### Exercise requirements
The entries below should be transcribed exactly, every one of them.

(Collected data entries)
• • • •
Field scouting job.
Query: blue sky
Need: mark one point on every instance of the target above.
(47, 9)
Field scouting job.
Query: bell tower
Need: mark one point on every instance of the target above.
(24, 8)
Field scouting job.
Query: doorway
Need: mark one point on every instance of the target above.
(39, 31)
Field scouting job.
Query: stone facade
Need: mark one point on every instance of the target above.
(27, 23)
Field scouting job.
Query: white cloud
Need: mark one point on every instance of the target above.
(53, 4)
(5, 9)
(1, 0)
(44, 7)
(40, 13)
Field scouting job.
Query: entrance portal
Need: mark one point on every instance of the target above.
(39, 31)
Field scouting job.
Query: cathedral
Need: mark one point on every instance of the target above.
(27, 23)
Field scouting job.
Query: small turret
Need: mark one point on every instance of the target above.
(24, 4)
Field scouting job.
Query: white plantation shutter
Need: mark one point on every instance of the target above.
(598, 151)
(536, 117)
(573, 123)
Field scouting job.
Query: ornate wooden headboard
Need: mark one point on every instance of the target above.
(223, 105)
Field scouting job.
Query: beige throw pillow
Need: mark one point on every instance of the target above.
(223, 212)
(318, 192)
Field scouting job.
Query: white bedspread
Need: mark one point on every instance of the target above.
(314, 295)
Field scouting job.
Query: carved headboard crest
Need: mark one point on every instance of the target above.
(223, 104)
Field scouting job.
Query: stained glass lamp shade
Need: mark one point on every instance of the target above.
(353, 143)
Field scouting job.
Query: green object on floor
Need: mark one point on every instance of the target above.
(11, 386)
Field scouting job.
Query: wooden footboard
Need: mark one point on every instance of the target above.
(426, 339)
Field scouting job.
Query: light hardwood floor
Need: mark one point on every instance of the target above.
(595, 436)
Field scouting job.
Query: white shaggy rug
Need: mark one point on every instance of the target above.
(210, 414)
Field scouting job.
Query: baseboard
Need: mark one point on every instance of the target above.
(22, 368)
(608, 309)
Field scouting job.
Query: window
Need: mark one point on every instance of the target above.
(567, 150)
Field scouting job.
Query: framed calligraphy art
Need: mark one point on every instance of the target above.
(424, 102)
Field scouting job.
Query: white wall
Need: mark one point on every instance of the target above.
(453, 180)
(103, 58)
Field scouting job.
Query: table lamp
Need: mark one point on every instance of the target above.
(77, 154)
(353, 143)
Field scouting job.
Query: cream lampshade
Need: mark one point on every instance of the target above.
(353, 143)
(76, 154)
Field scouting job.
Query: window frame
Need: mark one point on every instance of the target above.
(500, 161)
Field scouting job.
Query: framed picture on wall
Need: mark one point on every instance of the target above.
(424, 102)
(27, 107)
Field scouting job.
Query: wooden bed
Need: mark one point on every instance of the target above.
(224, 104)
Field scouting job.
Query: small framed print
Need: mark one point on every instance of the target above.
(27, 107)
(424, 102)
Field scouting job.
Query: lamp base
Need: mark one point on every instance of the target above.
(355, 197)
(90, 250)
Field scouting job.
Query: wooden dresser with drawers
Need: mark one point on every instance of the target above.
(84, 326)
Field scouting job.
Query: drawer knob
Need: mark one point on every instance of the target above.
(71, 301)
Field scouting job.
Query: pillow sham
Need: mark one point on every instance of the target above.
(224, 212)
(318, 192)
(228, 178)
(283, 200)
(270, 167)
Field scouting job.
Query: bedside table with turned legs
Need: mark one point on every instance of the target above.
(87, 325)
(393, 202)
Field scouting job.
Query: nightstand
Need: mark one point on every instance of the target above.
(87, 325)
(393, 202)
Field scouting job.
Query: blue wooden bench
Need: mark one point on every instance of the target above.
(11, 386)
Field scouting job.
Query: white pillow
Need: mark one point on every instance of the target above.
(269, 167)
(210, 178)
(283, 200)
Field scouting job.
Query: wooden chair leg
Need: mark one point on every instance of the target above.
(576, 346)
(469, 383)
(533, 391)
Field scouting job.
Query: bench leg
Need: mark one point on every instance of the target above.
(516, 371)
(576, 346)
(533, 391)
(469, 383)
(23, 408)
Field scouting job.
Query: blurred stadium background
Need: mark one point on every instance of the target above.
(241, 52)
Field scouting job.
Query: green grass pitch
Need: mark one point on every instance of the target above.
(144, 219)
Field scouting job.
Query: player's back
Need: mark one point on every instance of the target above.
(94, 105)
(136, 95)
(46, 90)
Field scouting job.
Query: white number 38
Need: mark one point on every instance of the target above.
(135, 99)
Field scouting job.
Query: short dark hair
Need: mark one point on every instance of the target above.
• • • •
### Reply
Field scouting job.
Query: blue sky
Need: mark one point on every instance of the target above.
(47, 9)
Field scouting job.
Query: bell tower
Need: mark one point on every instance of the target above.
(24, 8)
Field scouting job.
Query: doorway
Need: mark one point on every instance of the target above.
(39, 31)
Field scouting job.
Query: stone facade
Need: mark one point on every instance of the target above.
(27, 23)
Field scouting job.
Query: white cloud
Need: mark one point on every instance of the target above.
(53, 4)
(5, 9)
(1, 0)
(44, 7)
(40, 13)
Field scouting job.
Query: entrance portal
Need: mark one point on every instance of the target above.
(39, 31)
Field scouting job.
Query: cathedral
Need: mark one point on every instance of the target above.
(27, 23)
Field scouting job.
Query: small turret
Need: mark one point on every instance of the target above.
(24, 4)
Field scouting job.
Query: white plantation shutter
Need: mark one point on every instance of the target above.
(598, 151)
(536, 117)
(573, 123)
Field scouting job.
Query: ornate wooden headboard
Need: mark one point on every instance of the target above.
(223, 105)
Field scouting job.
Query: beige throw pillow
Need: mark one point on every instance of the target above.
(223, 212)
(318, 192)
Field scouting job.
Query: white bedspread
Need: mark one point on every instance of the target above.
(314, 295)
Field scouting job.
Query: carved headboard crest
Need: mark one point on every instance of the target above.
(223, 104)
Field scouting job.
Query: stained glass lamp shade
Need: mark one point on every instance of the target above.
(353, 143)
Field scouting job.
Query: green object on floor
Need: mark one point on every instance of the target above.
(11, 386)
Field scouting job.
Query: wooden footboard
Need: mark one point on every instance of the target above.
(426, 339)
Field scouting job.
Query: light hardwood floor
Need: mark one point on every instance of the target above.
(595, 436)
Field scouting job.
Query: white shaggy rug
Need: mark one point on every instance of the target above.
(210, 414)
Field scouting job.
Query: baseboard
Need: mark one point on every instance of the target above.
(22, 368)
(608, 309)
Field scouting job.
Query: window
Need: mark one point on every instance of the target above.
(567, 150)
Field scouting job.
Query: framed calligraphy art
Need: mark one point on every instance of the target above.
(424, 102)
Field scouting job.
Query: white wall
Need: mark one point on every instance of the target above.
(453, 180)
(103, 58)
Field scouting job.
Query: table lamp
Need: mark one point on every instance of the target above.
(77, 154)
(353, 143)
Field scouting job.
Query: cream lampshade
Need: mark one point on every instance of the target above.
(353, 143)
(76, 154)
Field scouting job.
Query: window frame
Need: mark one point on every instance of the target above.
(500, 161)
Field scouting job.
Query: framed picture on wall
Need: mark one point on every instance of the target above.
(424, 102)
(27, 107)
Field scouting job.
Query: wooden bed
Need: mark one point on every instance of the target above.
(224, 104)
Field scouting job.
Query: small framed print
Need: mark one point on every instance of the target above.
(27, 107)
(424, 102)
Field scouting job.
Query: lamp base
Need: mark one point on every instance of the target above.
(355, 197)
(90, 250)
Field scouting job.
Query: wooden dresser with drawers
Need: mark one point on every instance of the target above.
(84, 326)
Field scouting job.
Query: drawer knob
Need: mark one point on every instance of the target above.
(71, 301)
Field scouting job.
Query: pillow sham
Need: mark one point on every instance of the target above.
(224, 212)
(318, 192)
(228, 178)
(283, 200)
(270, 167)
Field scouting job.
Query: bedside table with turned legs
Need: mark one point on every instance of the target above.
(87, 325)
(393, 202)
Field scouting job.
Query: nightstand
Need: mark one point on every instance of the target above.
(87, 325)
(393, 202)
Field scouting job.
Query: blue wooden bench
Need: mark one point on every instance of the target above.
(11, 386)
Field scouting job.
Query: white pillow
Need: mark one point on every instance of the target above.
(269, 167)
(210, 178)
(283, 200)
Field scouting job.
Query: wooden chair leg
Need: mark one point on every instance of the target above.
(576, 346)
(469, 383)
(533, 391)
Field scouting job.
Query: bench leg
Need: mark one point on every instance of the target above.
(516, 371)
(576, 346)
(533, 391)
(469, 383)
(23, 408)
Field scouting job.
Query: blurred stadium background
Need: mark one point on every instance of the target above.
(241, 52)
Field scouting job.
Query: green grass pitch
Need: mark one point on every instance of the target above.
(144, 219)
Field scouting job.
Query: player's back
Need: mark one point on every instance of the target above.
(94, 105)
(136, 95)
(46, 90)
Field scouting job.
Query: white number 38
Need: mark one point on every instance of the target above.
(135, 99)
Field scouting job.
Query: short dark hair
Need: mark one point on every instance of the target above.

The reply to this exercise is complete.